[[ Supplied material open ]]

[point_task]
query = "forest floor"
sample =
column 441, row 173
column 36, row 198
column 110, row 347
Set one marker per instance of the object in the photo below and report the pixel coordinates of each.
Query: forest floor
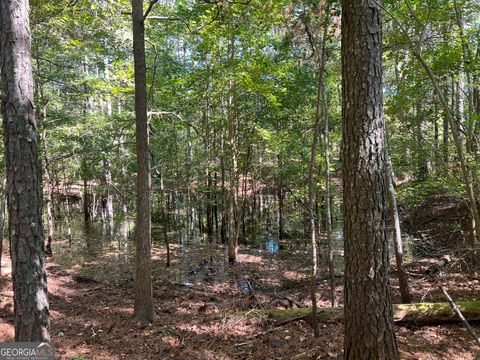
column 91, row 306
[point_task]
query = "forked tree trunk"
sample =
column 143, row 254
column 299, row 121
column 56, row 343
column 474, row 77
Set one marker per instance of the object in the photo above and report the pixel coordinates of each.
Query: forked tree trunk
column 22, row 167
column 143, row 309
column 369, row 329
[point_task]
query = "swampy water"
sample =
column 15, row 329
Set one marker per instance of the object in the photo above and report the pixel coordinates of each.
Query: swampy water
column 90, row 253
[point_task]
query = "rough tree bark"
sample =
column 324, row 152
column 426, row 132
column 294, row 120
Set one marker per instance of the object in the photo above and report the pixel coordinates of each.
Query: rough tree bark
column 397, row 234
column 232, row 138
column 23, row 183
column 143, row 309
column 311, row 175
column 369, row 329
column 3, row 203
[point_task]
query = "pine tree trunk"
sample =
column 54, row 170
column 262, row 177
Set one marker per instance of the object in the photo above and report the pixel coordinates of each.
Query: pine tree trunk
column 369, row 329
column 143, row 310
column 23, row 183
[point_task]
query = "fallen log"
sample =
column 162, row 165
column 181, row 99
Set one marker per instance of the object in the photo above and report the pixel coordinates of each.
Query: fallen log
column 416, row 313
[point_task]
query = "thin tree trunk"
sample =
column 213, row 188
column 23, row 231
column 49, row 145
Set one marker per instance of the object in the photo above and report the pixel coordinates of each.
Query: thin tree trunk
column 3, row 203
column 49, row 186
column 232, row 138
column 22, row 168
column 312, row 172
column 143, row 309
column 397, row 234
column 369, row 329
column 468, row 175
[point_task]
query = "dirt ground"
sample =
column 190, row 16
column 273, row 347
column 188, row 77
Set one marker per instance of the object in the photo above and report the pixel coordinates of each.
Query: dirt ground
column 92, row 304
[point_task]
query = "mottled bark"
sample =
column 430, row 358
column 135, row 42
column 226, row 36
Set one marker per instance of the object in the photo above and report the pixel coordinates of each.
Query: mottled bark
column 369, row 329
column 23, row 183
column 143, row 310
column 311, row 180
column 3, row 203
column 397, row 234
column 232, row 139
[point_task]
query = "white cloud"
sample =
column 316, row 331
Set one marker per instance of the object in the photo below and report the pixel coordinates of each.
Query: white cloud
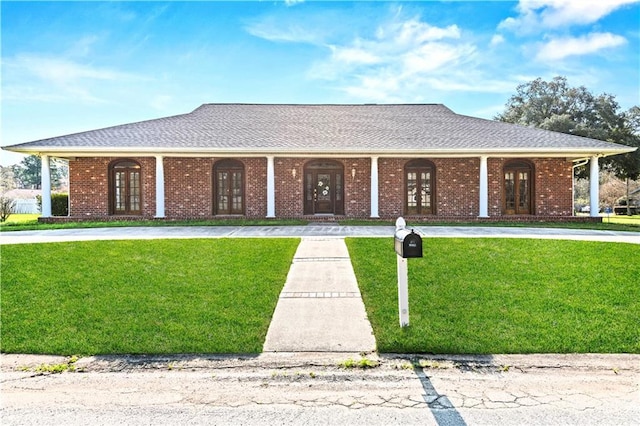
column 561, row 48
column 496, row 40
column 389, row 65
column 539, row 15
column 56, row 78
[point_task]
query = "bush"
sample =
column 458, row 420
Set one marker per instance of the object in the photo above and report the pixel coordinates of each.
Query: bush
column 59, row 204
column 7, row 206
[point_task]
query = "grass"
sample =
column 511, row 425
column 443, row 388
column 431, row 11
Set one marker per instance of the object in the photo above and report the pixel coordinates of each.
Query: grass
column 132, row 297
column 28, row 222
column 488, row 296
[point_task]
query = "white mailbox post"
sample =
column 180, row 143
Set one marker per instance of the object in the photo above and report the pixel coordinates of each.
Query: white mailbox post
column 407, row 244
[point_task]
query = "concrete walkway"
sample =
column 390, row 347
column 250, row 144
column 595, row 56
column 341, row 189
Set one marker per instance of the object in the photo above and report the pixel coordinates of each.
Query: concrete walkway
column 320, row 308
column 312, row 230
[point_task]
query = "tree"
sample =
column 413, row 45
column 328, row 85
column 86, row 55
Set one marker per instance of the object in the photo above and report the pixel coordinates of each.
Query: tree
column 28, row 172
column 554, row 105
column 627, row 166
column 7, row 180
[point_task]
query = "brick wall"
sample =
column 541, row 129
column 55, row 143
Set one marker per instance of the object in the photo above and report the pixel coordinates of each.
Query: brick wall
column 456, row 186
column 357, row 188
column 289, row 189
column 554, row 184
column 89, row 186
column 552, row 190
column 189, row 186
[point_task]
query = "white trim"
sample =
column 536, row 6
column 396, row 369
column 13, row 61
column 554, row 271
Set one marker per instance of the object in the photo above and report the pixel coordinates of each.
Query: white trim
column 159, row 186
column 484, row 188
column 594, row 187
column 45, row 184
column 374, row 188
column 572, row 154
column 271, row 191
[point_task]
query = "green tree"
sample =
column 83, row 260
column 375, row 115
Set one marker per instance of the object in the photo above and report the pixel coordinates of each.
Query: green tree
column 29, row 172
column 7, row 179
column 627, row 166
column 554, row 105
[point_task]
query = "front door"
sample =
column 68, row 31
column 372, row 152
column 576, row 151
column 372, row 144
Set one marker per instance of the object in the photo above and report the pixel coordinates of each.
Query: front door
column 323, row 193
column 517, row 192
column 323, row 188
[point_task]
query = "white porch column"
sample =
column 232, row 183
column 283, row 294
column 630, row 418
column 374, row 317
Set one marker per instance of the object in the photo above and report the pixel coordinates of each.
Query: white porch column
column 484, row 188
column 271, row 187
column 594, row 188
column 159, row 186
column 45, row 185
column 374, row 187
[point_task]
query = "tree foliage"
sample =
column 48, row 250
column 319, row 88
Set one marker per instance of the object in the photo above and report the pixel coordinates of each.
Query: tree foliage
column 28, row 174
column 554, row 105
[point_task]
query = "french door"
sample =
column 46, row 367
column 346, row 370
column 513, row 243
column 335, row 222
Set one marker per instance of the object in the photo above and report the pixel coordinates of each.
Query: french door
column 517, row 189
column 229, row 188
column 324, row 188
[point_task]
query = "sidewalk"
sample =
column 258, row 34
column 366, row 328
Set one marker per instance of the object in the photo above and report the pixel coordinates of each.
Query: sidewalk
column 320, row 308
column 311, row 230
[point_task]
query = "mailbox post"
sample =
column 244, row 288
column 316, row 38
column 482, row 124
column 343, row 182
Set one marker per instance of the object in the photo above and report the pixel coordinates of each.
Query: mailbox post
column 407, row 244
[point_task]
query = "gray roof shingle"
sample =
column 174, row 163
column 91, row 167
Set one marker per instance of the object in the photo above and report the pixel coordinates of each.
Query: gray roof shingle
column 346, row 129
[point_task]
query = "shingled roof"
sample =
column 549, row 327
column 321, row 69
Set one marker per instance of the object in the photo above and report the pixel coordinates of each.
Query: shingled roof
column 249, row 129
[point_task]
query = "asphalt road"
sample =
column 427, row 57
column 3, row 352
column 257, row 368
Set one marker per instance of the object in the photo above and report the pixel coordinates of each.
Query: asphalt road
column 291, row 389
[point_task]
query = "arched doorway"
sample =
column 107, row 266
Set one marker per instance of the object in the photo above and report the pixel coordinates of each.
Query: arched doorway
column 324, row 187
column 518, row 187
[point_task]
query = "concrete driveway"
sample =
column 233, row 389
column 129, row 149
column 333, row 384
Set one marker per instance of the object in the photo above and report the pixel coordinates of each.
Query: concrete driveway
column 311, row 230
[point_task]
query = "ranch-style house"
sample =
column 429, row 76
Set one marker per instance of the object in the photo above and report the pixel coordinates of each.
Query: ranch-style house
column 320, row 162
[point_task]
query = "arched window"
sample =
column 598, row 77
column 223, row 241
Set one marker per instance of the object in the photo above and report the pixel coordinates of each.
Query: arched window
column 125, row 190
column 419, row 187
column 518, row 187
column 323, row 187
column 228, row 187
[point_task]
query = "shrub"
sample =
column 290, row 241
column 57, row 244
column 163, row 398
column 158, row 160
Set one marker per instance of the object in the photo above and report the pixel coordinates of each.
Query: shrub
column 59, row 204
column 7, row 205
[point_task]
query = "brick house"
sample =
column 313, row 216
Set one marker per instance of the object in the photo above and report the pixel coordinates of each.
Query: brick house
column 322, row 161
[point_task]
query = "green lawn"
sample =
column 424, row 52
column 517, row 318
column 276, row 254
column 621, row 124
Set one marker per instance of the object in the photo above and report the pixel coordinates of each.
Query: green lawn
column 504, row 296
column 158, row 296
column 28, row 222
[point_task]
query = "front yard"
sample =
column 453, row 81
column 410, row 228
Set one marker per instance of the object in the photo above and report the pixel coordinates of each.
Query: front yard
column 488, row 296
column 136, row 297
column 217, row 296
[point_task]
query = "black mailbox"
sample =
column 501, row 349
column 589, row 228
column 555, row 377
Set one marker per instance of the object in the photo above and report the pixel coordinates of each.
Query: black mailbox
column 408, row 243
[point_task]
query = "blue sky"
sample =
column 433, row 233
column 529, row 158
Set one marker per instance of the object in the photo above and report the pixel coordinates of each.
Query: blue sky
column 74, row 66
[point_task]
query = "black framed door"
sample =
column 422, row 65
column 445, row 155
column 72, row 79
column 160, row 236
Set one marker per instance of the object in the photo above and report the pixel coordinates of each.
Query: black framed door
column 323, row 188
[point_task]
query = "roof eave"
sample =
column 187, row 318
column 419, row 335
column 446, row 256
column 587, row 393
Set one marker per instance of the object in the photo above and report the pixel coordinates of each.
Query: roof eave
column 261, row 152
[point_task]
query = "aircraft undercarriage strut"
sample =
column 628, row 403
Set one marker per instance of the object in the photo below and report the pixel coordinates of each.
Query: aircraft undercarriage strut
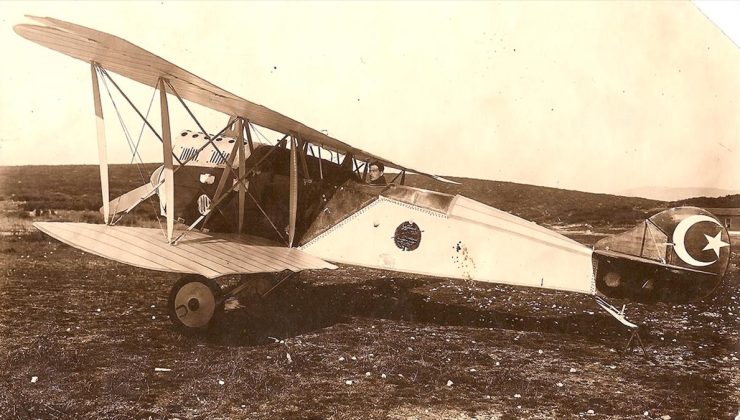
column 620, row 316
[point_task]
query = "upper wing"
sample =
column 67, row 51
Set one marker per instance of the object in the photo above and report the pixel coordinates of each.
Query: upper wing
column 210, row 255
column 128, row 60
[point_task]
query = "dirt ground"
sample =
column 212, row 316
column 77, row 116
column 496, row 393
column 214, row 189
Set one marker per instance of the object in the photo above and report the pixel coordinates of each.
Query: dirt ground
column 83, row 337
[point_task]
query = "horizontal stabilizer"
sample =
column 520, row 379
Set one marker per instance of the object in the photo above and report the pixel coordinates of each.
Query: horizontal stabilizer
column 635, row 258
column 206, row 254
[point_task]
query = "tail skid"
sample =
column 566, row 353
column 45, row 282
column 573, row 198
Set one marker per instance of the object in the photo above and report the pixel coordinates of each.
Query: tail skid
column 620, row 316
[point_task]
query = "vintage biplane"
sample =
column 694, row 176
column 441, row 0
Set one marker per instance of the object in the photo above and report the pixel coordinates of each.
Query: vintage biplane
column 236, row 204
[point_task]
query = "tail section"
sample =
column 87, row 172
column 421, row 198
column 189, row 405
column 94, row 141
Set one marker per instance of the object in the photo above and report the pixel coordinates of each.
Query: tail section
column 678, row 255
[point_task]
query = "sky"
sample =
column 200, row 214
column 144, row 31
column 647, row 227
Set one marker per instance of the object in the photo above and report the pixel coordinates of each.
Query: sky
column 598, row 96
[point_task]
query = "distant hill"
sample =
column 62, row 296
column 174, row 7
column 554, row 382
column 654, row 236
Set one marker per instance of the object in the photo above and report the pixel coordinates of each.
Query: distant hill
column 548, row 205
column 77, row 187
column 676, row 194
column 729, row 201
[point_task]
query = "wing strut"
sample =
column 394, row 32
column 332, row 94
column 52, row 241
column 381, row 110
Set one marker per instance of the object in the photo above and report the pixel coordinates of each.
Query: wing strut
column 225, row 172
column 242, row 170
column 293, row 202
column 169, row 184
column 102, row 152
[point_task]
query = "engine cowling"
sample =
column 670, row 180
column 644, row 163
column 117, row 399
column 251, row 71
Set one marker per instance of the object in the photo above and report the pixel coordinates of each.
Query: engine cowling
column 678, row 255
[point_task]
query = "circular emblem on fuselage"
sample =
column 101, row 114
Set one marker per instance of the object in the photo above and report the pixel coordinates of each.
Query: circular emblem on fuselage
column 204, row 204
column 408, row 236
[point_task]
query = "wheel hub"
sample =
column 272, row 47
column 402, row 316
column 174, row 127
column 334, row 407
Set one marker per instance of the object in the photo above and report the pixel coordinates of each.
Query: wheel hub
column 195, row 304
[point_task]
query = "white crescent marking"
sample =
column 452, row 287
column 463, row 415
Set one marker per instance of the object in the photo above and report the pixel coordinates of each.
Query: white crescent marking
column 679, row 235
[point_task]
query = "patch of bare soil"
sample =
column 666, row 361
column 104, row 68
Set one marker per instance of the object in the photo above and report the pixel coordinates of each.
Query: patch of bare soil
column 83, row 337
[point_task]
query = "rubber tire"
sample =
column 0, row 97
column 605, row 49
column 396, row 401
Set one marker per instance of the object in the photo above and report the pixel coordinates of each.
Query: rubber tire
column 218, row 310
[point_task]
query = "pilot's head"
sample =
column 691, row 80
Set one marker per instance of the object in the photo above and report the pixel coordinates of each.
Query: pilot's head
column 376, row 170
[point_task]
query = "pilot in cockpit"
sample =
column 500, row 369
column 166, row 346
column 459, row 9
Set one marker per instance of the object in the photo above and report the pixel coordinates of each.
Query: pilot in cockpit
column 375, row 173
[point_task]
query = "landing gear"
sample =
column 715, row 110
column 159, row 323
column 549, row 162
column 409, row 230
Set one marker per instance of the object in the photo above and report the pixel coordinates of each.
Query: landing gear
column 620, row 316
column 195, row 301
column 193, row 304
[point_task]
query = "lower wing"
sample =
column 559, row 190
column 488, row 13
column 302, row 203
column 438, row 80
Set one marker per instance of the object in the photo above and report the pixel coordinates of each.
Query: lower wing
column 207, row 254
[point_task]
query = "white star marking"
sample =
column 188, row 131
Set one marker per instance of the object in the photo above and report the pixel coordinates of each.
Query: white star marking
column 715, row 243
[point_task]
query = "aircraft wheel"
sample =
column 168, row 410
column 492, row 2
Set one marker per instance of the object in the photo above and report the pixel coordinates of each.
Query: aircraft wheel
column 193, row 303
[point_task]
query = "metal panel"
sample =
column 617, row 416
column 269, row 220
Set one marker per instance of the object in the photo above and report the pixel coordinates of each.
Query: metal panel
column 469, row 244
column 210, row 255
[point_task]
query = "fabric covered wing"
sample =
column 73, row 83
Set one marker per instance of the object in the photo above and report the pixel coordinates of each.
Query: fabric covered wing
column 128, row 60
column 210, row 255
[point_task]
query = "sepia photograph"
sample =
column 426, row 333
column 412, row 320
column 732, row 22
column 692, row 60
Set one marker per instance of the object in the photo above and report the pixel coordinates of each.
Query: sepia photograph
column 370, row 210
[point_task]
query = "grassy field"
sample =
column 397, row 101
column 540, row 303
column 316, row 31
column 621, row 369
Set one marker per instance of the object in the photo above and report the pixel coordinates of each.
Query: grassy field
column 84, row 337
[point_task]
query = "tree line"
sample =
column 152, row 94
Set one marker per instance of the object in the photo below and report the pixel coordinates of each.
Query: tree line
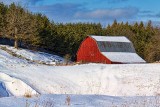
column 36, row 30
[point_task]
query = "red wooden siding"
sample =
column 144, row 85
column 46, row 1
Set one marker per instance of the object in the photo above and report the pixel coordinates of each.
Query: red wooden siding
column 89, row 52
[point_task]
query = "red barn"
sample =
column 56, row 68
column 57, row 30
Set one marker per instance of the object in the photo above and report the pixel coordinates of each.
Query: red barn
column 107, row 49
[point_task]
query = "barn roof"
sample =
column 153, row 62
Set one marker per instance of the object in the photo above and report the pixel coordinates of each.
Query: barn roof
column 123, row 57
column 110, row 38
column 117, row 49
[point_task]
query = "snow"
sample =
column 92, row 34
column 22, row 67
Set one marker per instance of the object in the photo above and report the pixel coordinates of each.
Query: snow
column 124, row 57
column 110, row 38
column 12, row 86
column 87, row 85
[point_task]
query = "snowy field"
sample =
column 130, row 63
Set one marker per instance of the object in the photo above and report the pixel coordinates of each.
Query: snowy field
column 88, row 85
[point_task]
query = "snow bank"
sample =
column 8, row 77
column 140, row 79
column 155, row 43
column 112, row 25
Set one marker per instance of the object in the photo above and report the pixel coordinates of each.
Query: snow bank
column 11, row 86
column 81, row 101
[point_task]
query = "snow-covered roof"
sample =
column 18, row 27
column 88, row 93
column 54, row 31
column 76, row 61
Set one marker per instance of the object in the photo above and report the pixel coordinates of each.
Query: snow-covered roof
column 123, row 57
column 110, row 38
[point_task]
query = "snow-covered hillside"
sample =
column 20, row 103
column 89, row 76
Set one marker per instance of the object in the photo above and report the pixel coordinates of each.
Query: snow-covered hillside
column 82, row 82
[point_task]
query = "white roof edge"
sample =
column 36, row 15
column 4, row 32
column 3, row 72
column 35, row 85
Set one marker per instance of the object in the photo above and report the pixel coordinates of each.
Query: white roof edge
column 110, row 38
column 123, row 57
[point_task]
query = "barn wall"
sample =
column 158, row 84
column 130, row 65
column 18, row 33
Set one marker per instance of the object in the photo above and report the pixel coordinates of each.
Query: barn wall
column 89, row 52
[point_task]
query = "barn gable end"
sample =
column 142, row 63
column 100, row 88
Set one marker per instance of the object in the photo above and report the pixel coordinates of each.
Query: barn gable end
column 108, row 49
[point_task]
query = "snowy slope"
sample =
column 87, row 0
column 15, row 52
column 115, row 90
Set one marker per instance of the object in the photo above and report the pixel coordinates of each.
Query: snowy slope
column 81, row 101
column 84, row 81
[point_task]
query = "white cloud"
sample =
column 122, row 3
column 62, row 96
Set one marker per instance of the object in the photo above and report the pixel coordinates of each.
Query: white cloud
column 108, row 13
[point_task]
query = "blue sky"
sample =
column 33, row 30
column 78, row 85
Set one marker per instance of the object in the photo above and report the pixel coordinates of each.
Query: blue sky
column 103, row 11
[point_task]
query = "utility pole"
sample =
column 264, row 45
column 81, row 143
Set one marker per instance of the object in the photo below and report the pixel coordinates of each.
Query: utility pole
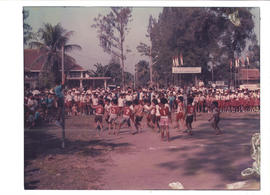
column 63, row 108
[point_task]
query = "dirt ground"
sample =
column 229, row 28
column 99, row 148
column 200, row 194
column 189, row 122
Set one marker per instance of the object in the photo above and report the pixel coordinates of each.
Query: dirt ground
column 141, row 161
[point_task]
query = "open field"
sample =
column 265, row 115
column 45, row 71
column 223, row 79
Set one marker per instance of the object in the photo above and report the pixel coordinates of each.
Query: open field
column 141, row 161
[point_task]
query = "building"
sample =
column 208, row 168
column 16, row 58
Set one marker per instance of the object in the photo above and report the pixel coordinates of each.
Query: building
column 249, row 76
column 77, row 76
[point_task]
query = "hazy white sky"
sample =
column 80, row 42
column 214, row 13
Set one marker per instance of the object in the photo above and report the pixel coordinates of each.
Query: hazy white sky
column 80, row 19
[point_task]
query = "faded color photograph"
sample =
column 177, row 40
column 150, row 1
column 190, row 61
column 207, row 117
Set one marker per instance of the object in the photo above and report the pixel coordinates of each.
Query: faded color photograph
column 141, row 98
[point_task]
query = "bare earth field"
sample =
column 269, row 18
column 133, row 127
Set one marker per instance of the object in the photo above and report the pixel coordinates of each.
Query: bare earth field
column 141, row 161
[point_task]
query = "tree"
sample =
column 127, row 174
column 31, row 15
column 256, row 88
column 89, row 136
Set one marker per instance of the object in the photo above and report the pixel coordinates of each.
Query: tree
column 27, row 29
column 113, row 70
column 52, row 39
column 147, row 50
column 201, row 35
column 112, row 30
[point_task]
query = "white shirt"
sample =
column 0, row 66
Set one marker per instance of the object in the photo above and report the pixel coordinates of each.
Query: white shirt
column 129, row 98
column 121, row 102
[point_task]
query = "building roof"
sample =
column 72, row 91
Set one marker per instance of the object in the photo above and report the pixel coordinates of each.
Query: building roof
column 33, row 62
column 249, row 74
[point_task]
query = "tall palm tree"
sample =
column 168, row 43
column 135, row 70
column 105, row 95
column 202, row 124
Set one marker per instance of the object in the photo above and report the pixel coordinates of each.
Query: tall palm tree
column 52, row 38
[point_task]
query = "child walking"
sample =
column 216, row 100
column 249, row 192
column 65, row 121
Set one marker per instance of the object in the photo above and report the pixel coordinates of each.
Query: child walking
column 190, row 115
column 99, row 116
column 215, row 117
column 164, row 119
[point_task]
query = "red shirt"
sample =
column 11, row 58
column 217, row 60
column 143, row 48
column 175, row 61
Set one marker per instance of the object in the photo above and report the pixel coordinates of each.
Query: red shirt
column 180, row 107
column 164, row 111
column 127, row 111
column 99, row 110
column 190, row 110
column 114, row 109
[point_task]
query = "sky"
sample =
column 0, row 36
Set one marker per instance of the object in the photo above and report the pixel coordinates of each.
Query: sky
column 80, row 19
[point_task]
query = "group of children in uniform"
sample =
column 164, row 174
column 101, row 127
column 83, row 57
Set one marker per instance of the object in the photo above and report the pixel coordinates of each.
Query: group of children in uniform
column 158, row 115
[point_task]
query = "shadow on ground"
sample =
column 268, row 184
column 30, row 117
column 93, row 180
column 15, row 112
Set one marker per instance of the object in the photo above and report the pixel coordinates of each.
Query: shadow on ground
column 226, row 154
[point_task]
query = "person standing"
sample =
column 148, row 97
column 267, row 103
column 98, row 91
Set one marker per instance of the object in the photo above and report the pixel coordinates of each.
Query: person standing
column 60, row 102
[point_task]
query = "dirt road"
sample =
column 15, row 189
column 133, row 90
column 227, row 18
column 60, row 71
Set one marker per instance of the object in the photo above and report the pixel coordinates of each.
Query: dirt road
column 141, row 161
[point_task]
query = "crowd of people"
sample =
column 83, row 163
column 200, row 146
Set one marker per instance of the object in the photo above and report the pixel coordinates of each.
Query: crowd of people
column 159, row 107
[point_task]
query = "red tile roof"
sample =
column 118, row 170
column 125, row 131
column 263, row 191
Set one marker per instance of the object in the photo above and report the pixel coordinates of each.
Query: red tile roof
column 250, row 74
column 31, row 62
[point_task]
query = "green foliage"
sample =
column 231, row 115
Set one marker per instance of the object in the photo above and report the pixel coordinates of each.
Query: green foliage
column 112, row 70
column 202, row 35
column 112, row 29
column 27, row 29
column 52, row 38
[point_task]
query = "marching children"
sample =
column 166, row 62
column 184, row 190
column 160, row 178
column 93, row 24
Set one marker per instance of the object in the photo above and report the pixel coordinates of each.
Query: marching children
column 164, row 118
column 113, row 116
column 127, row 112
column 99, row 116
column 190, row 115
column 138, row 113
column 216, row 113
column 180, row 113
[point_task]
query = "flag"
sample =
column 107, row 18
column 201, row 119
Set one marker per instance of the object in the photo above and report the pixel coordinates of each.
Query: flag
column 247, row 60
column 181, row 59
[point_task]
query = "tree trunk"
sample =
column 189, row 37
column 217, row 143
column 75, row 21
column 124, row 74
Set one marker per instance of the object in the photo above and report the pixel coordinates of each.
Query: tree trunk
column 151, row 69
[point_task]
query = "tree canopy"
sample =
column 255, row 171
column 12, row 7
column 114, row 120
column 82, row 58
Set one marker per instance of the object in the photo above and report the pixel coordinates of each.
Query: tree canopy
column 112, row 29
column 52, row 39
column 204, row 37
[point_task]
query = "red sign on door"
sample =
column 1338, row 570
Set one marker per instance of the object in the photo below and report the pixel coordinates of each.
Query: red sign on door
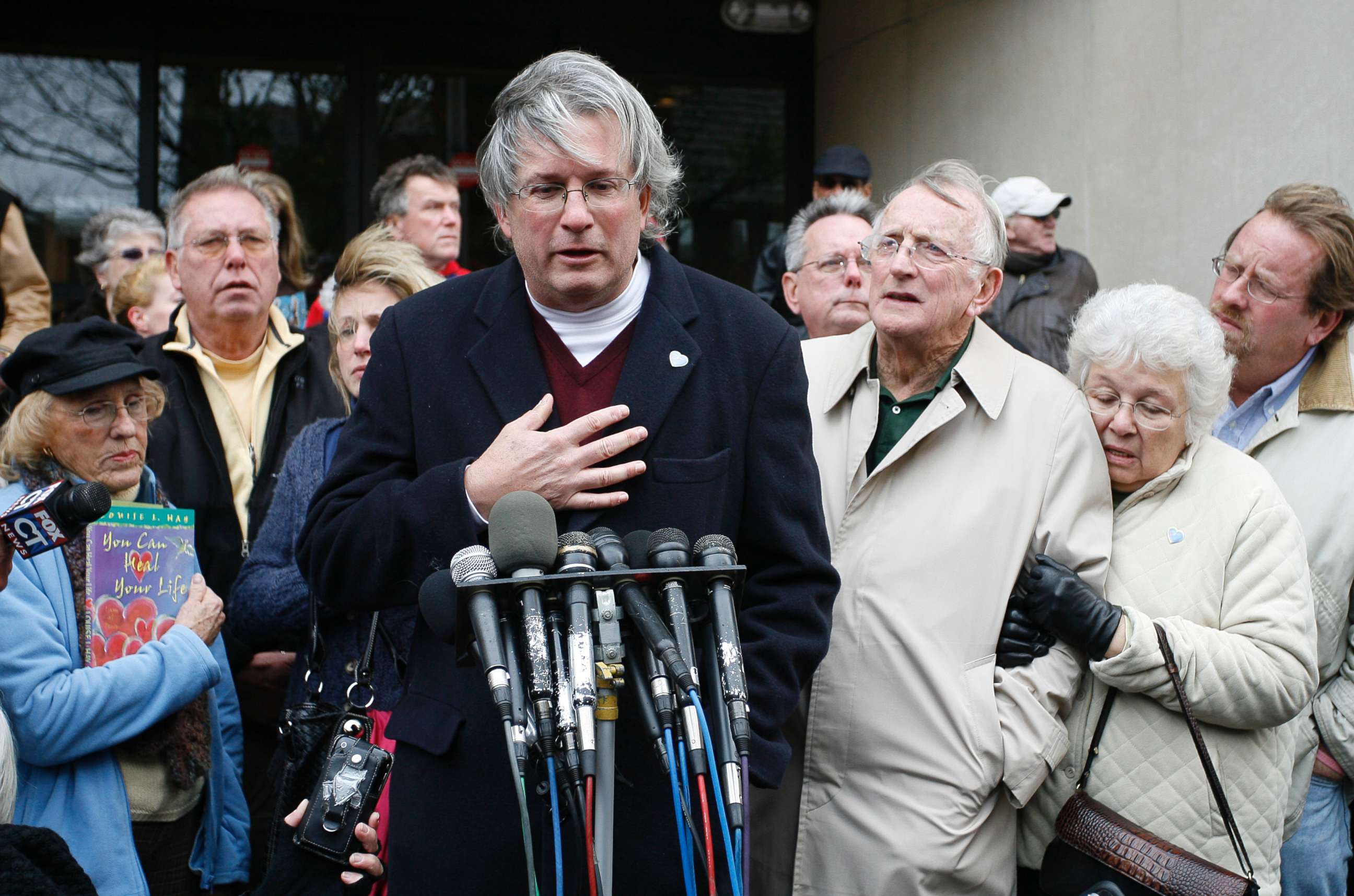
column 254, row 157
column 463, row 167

[[ Supplied material closed ]]

◆ Work request:
Using the data above, reproduce exactly the lines from the line that contains "column 83, row 163" through the line that contains "column 263, row 191", including both.

◆ Output:
column 83, row 163
column 200, row 146
Set one marker per instance of the object in the photo above and report the pixel coordinates of each.
Query: crowd of people
column 159, row 107
[point_task]
query = "red tile roof"
sample =
column 118, row 170
column 125, row 131
column 263, row 191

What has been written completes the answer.